▶ _What the task asks_: Each line from the start of the data below through the one containing "[[41, 17], [337, 45], [315, 252]]" must be reproduced exactly.

Exercise materials: Begin

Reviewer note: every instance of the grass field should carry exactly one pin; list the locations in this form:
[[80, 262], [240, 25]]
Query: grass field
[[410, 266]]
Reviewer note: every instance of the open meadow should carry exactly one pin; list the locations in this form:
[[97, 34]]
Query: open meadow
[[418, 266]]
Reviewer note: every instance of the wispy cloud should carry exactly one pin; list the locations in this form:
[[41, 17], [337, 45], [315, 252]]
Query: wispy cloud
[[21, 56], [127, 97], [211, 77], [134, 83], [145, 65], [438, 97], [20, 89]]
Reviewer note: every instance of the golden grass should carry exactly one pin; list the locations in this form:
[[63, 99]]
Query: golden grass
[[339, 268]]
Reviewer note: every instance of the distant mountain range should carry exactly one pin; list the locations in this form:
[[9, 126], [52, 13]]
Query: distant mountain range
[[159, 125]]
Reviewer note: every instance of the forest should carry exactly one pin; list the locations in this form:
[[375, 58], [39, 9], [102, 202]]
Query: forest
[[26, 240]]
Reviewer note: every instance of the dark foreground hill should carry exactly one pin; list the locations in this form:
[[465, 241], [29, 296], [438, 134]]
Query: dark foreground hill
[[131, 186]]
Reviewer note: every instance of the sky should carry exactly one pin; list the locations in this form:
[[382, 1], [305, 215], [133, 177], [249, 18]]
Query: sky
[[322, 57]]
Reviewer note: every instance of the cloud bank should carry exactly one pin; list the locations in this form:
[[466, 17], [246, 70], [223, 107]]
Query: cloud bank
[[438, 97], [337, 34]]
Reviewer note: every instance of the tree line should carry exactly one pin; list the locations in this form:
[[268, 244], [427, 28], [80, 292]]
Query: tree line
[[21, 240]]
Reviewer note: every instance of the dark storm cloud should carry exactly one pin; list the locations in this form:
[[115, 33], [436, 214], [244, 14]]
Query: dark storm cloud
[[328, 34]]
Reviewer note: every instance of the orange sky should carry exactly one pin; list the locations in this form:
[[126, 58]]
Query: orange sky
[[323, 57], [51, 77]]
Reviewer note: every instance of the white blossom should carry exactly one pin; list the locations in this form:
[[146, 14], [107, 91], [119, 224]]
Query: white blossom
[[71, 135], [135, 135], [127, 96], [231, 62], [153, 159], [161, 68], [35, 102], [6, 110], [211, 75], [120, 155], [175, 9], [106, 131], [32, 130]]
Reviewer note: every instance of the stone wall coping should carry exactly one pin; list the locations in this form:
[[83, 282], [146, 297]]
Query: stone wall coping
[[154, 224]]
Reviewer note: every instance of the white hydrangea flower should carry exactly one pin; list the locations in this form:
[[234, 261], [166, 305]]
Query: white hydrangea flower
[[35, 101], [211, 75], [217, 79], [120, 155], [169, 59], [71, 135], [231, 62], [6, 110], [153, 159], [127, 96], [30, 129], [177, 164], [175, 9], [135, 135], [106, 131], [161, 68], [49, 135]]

Exercise materials: End

▶ _Exercise answer_:
Reviewer note: every instance of the grass field should carry exactly one pin; list the locations in this form:
[[80, 262], [240, 25]]
Query: grass field
[[410, 266]]
Reviewer note: every instance of the open meadow should carry exactly one pin; list the locations in this form:
[[97, 34]]
Query: open meadow
[[418, 266]]
Reviewer note: every instance of the wispy cloud should carry exactly one pin; list the locations in this form:
[[41, 17], [337, 45], [315, 252]]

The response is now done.